Material to process:
# # # # #

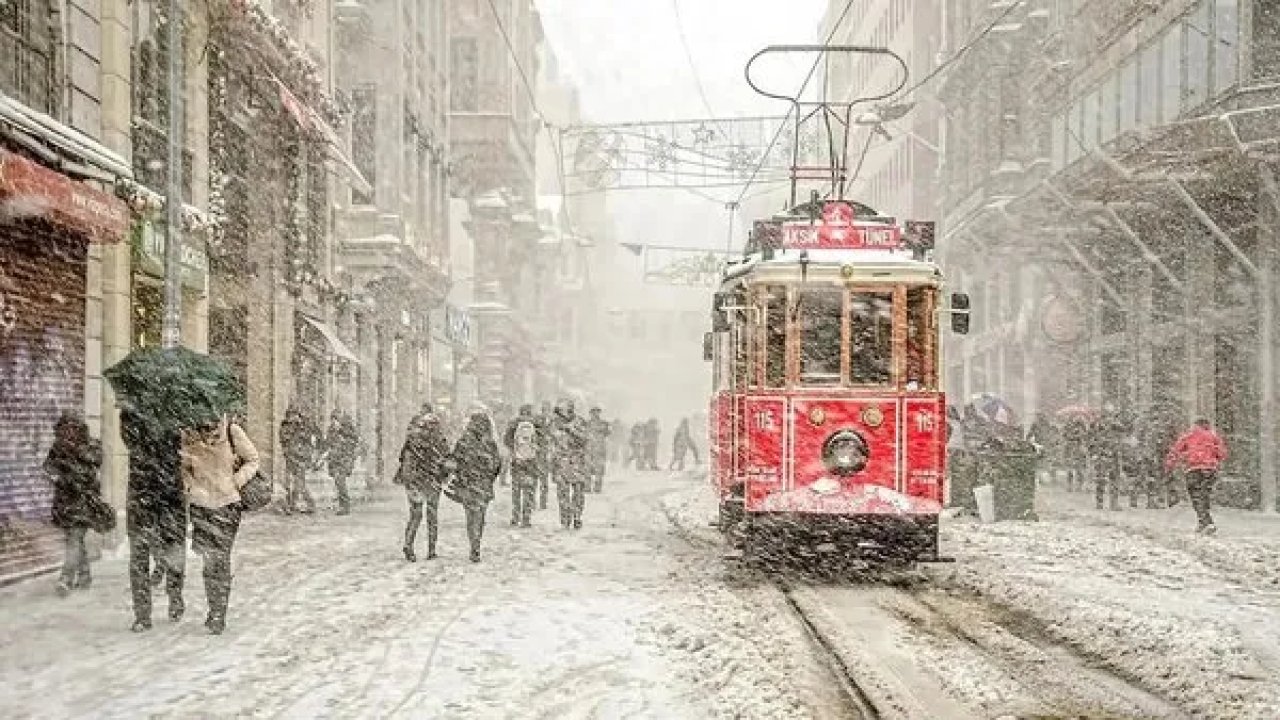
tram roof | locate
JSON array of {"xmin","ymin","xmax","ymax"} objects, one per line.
[{"xmin": 723, "ymin": 249, "xmax": 942, "ymax": 283}]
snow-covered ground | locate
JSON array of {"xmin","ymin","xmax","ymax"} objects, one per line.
[
  {"xmin": 934, "ymin": 488, "xmax": 1280, "ymax": 720},
  {"xmin": 0, "ymin": 474, "xmax": 841, "ymax": 719}
]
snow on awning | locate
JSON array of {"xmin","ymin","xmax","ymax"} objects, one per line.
[{"xmin": 302, "ymin": 315, "xmax": 360, "ymax": 365}]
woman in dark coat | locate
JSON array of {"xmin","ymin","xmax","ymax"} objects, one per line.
[
  {"xmin": 396, "ymin": 411, "xmax": 449, "ymax": 562},
  {"xmin": 45, "ymin": 411, "xmax": 102, "ymax": 597},
  {"xmin": 453, "ymin": 411, "xmax": 502, "ymax": 562}
]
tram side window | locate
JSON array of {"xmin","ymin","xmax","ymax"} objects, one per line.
[
  {"xmin": 796, "ymin": 288, "xmax": 845, "ymax": 386},
  {"xmin": 764, "ymin": 286, "xmax": 787, "ymax": 387},
  {"xmin": 904, "ymin": 287, "xmax": 938, "ymax": 389},
  {"xmin": 849, "ymin": 291, "xmax": 893, "ymax": 386}
]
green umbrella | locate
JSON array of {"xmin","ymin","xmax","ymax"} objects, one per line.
[{"xmin": 104, "ymin": 347, "xmax": 244, "ymax": 428}]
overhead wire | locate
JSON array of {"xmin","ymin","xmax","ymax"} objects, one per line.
[{"xmin": 733, "ymin": 0, "xmax": 856, "ymax": 205}]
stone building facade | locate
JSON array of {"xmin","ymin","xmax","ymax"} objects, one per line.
[{"xmin": 940, "ymin": 0, "xmax": 1280, "ymax": 509}]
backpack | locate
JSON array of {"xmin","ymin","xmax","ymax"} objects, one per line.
[{"xmin": 511, "ymin": 420, "xmax": 538, "ymax": 460}]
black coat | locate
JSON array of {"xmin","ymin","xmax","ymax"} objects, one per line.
[
  {"xmin": 120, "ymin": 410, "xmax": 187, "ymax": 542},
  {"xmin": 45, "ymin": 438, "xmax": 102, "ymax": 529},
  {"xmin": 453, "ymin": 427, "xmax": 502, "ymax": 507},
  {"xmin": 397, "ymin": 423, "xmax": 449, "ymax": 492},
  {"xmin": 325, "ymin": 418, "xmax": 360, "ymax": 475}
]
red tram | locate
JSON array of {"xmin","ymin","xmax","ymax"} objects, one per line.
[{"xmin": 704, "ymin": 201, "xmax": 968, "ymax": 560}]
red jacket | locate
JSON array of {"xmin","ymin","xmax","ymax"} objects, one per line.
[{"xmin": 1165, "ymin": 425, "xmax": 1226, "ymax": 470}]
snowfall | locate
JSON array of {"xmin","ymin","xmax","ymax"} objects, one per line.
[{"xmin": 0, "ymin": 473, "xmax": 1280, "ymax": 720}]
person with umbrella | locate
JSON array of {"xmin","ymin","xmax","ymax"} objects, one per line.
[
  {"xmin": 394, "ymin": 406, "xmax": 449, "ymax": 562},
  {"xmin": 45, "ymin": 410, "xmax": 102, "ymax": 597},
  {"xmin": 182, "ymin": 415, "xmax": 259, "ymax": 635},
  {"xmin": 280, "ymin": 404, "xmax": 320, "ymax": 514},
  {"xmin": 453, "ymin": 410, "xmax": 502, "ymax": 562},
  {"xmin": 325, "ymin": 410, "xmax": 360, "ymax": 515},
  {"xmin": 104, "ymin": 347, "xmax": 244, "ymax": 632}
]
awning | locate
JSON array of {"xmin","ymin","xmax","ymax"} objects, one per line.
[
  {"xmin": 0, "ymin": 150, "xmax": 129, "ymax": 242},
  {"xmin": 302, "ymin": 315, "xmax": 360, "ymax": 365}
]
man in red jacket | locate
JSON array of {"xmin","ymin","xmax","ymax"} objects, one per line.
[{"xmin": 1165, "ymin": 418, "xmax": 1226, "ymax": 536}]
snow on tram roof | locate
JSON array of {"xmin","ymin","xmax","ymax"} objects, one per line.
[{"xmin": 724, "ymin": 243, "xmax": 942, "ymax": 281}]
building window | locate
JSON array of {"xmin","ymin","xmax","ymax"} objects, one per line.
[
  {"xmin": 1160, "ymin": 24, "xmax": 1183, "ymax": 123},
  {"xmin": 449, "ymin": 37, "xmax": 480, "ymax": 113},
  {"xmin": 1183, "ymin": 0, "xmax": 1211, "ymax": 110},
  {"xmin": 1138, "ymin": 42, "xmax": 1160, "ymax": 127},
  {"xmin": 1213, "ymin": 0, "xmax": 1239, "ymax": 87},
  {"xmin": 1120, "ymin": 58, "xmax": 1140, "ymax": 133},
  {"xmin": 1050, "ymin": 115, "xmax": 1066, "ymax": 172},
  {"xmin": 351, "ymin": 85, "xmax": 378, "ymax": 205},
  {"xmin": 1098, "ymin": 73, "xmax": 1120, "ymax": 143},
  {"xmin": 0, "ymin": 0, "xmax": 58, "ymax": 115}
]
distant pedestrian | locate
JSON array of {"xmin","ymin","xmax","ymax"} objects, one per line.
[
  {"xmin": 280, "ymin": 405, "xmax": 320, "ymax": 514},
  {"xmin": 552, "ymin": 400, "xmax": 588, "ymax": 530},
  {"xmin": 503, "ymin": 405, "xmax": 545, "ymax": 528},
  {"xmin": 586, "ymin": 407, "xmax": 613, "ymax": 492},
  {"xmin": 453, "ymin": 411, "xmax": 502, "ymax": 562},
  {"xmin": 1089, "ymin": 406, "xmax": 1128, "ymax": 510},
  {"xmin": 325, "ymin": 410, "xmax": 360, "ymax": 515},
  {"xmin": 644, "ymin": 418, "xmax": 662, "ymax": 470},
  {"xmin": 182, "ymin": 416, "xmax": 259, "ymax": 635},
  {"xmin": 394, "ymin": 409, "xmax": 449, "ymax": 562},
  {"xmin": 120, "ymin": 399, "xmax": 187, "ymax": 633},
  {"xmin": 45, "ymin": 411, "xmax": 102, "ymax": 597},
  {"xmin": 1165, "ymin": 418, "xmax": 1226, "ymax": 536},
  {"xmin": 622, "ymin": 423, "xmax": 648, "ymax": 470},
  {"xmin": 536, "ymin": 402, "xmax": 552, "ymax": 510},
  {"xmin": 667, "ymin": 418, "xmax": 703, "ymax": 470}
]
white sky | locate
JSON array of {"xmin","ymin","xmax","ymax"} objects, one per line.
[
  {"xmin": 535, "ymin": 0, "xmax": 827, "ymax": 247},
  {"xmin": 536, "ymin": 0, "xmax": 827, "ymax": 122}
]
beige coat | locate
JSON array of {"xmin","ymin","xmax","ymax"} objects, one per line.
[{"xmin": 182, "ymin": 416, "xmax": 259, "ymax": 509}]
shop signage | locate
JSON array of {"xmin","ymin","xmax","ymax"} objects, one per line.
[
  {"xmin": 0, "ymin": 150, "xmax": 129, "ymax": 242},
  {"xmin": 138, "ymin": 220, "xmax": 209, "ymax": 290}
]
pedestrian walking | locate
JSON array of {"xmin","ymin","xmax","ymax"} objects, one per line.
[
  {"xmin": 394, "ymin": 407, "xmax": 449, "ymax": 562},
  {"xmin": 622, "ymin": 423, "xmax": 648, "ymax": 470},
  {"xmin": 586, "ymin": 407, "xmax": 613, "ymax": 492},
  {"xmin": 45, "ymin": 411, "xmax": 104, "ymax": 597},
  {"xmin": 503, "ymin": 405, "xmax": 545, "ymax": 528},
  {"xmin": 280, "ymin": 405, "xmax": 320, "ymax": 514},
  {"xmin": 453, "ymin": 411, "xmax": 502, "ymax": 562},
  {"xmin": 325, "ymin": 410, "xmax": 360, "ymax": 515},
  {"xmin": 1089, "ymin": 407, "xmax": 1128, "ymax": 510},
  {"xmin": 120, "ymin": 399, "xmax": 187, "ymax": 633},
  {"xmin": 644, "ymin": 418, "xmax": 662, "ymax": 470},
  {"xmin": 667, "ymin": 418, "xmax": 703, "ymax": 470},
  {"xmin": 536, "ymin": 402, "xmax": 552, "ymax": 510},
  {"xmin": 1165, "ymin": 418, "xmax": 1226, "ymax": 536},
  {"xmin": 182, "ymin": 416, "xmax": 259, "ymax": 635},
  {"xmin": 552, "ymin": 400, "xmax": 588, "ymax": 530}
]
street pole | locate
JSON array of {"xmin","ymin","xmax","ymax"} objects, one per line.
[{"xmin": 164, "ymin": 0, "xmax": 183, "ymax": 347}]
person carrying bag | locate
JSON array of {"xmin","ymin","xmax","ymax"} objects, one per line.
[{"xmin": 182, "ymin": 416, "xmax": 260, "ymax": 635}]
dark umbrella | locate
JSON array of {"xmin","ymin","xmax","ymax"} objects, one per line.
[{"xmin": 104, "ymin": 347, "xmax": 244, "ymax": 427}]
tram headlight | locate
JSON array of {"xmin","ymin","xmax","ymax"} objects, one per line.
[{"xmin": 822, "ymin": 429, "xmax": 870, "ymax": 477}]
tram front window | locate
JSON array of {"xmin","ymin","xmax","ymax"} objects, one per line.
[
  {"xmin": 796, "ymin": 288, "xmax": 845, "ymax": 386},
  {"xmin": 849, "ymin": 291, "xmax": 893, "ymax": 386}
]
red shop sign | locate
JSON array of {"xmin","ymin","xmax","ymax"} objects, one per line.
[
  {"xmin": 0, "ymin": 150, "xmax": 129, "ymax": 242},
  {"xmin": 782, "ymin": 223, "xmax": 902, "ymax": 250}
]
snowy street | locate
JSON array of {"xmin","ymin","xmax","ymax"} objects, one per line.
[{"xmin": 0, "ymin": 473, "xmax": 841, "ymax": 719}]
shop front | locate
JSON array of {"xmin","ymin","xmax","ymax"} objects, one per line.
[{"xmin": 0, "ymin": 150, "xmax": 128, "ymax": 579}]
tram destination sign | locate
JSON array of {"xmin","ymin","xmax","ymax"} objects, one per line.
[{"xmin": 782, "ymin": 223, "xmax": 902, "ymax": 250}]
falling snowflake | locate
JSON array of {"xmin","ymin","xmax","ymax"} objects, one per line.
[{"xmin": 645, "ymin": 137, "xmax": 676, "ymax": 170}]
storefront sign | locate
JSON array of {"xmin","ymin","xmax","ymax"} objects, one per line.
[
  {"xmin": 138, "ymin": 220, "xmax": 209, "ymax": 290},
  {"xmin": 0, "ymin": 150, "xmax": 129, "ymax": 242}
]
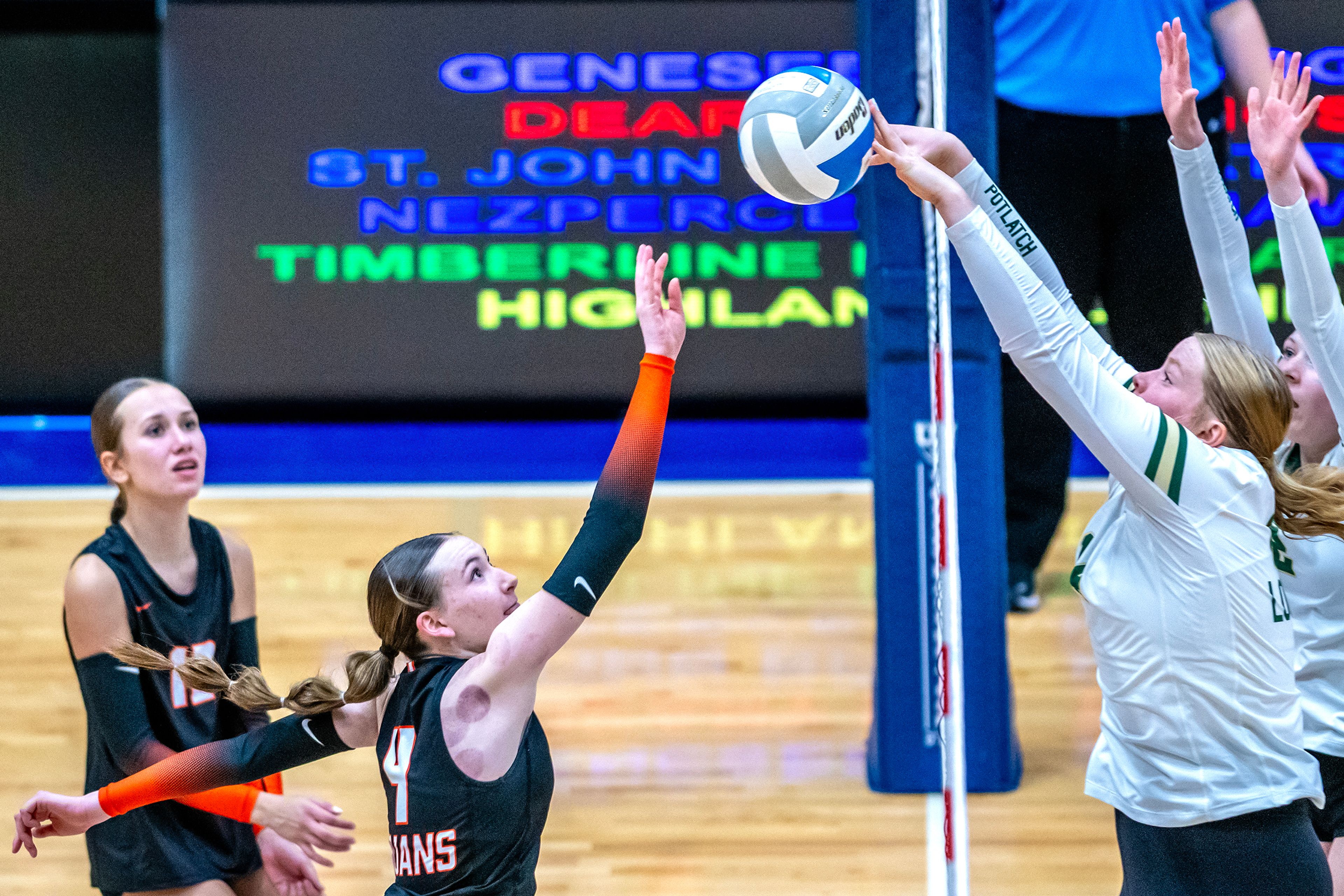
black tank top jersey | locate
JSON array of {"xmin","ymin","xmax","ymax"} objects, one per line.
[
  {"xmin": 378, "ymin": 657, "xmax": 555, "ymax": 896},
  {"xmin": 66, "ymin": 518, "xmax": 261, "ymax": 892}
]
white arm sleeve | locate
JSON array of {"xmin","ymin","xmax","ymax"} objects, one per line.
[
  {"xmin": 1167, "ymin": 140, "xmax": 1278, "ymax": 360},
  {"xmin": 1270, "ymin": 196, "xmax": 1344, "ymax": 446},
  {"xmin": 947, "ymin": 208, "xmax": 1212, "ymax": 518},
  {"xmin": 953, "ymin": 158, "xmax": 1134, "ymax": 383}
]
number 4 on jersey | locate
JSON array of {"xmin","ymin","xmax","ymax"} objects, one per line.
[{"xmin": 383, "ymin": 725, "xmax": 415, "ymax": 825}]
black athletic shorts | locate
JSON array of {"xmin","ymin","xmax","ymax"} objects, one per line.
[
  {"xmin": 1115, "ymin": 800, "xmax": 1328, "ymax": 896},
  {"xmin": 1306, "ymin": 749, "xmax": 1344, "ymax": 844}
]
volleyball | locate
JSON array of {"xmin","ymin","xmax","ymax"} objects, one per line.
[{"xmin": 738, "ymin": 66, "xmax": 872, "ymax": 205}]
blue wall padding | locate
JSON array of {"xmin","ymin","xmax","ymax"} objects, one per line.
[
  {"xmin": 858, "ymin": 0, "xmax": 1021, "ymax": 792},
  {"xmin": 0, "ymin": 416, "xmax": 1106, "ymax": 486},
  {"xmin": 0, "ymin": 416, "xmax": 868, "ymax": 486}
]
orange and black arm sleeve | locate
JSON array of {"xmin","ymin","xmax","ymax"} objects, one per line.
[
  {"xmin": 98, "ymin": 712, "xmax": 349, "ymax": 816},
  {"xmin": 75, "ymin": 653, "xmax": 271, "ymax": 822},
  {"xmin": 544, "ymin": 355, "xmax": 675, "ymax": 615}
]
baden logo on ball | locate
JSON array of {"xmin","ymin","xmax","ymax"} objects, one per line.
[{"xmin": 738, "ymin": 66, "xmax": 872, "ymax": 205}]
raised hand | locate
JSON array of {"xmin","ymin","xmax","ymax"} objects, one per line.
[
  {"xmin": 867, "ymin": 99, "xmax": 973, "ymax": 177},
  {"xmin": 872, "ymin": 132, "xmax": 976, "ymax": 226},
  {"xmin": 251, "ymin": 792, "xmax": 355, "ymax": 868},
  {"xmin": 9, "ymin": 790, "xmax": 110, "ymax": 856},
  {"xmin": 1246, "ymin": 52, "xmax": 1323, "ymax": 205},
  {"xmin": 1157, "ymin": 19, "xmax": 1207, "ymax": 149},
  {"xmin": 634, "ymin": 246, "xmax": 685, "ymax": 360}
]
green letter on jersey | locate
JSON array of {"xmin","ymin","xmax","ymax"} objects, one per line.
[{"xmin": 1269, "ymin": 520, "xmax": 1297, "ymax": 576}]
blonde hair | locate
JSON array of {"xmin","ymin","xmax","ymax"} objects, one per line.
[
  {"xmin": 89, "ymin": 376, "xmax": 164, "ymax": 524},
  {"xmin": 112, "ymin": 532, "xmax": 457, "ymax": 716},
  {"xmin": 1195, "ymin": 333, "xmax": 1344, "ymax": 537}
]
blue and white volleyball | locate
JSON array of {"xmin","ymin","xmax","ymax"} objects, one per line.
[{"xmin": 738, "ymin": 66, "xmax": 872, "ymax": 205}]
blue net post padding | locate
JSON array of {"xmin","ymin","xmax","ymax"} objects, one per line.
[{"xmin": 858, "ymin": 0, "xmax": 1021, "ymax": 792}]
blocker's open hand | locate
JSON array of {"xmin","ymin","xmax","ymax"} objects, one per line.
[
  {"xmin": 634, "ymin": 246, "xmax": 685, "ymax": 360},
  {"xmin": 1246, "ymin": 52, "xmax": 1323, "ymax": 205},
  {"xmin": 1157, "ymin": 17, "xmax": 1205, "ymax": 149},
  {"xmin": 867, "ymin": 99, "xmax": 973, "ymax": 176}
]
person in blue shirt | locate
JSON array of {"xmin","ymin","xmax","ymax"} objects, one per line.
[{"xmin": 995, "ymin": 0, "xmax": 1328, "ymax": 611}]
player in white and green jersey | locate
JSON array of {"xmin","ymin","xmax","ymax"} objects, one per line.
[
  {"xmin": 1158, "ymin": 21, "xmax": 1344, "ymax": 876},
  {"xmin": 874, "ymin": 82, "xmax": 1344, "ymax": 896}
]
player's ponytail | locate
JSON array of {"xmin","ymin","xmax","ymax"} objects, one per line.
[
  {"xmin": 112, "ymin": 532, "xmax": 457, "ymax": 716},
  {"xmin": 89, "ymin": 376, "xmax": 163, "ymax": 524},
  {"xmin": 1195, "ymin": 333, "xmax": 1344, "ymax": 537}
]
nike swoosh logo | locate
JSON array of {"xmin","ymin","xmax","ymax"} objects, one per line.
[{"xmin": 298, "ymin": 719, "xmax": 327, "ymax": 747}]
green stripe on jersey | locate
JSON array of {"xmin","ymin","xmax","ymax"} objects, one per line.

# # # # #

Aim:
Count the lines in the items above that contain the string "shop", treating uppercase and lowercase as different. Reply with the number only.

Result of this exercise:
3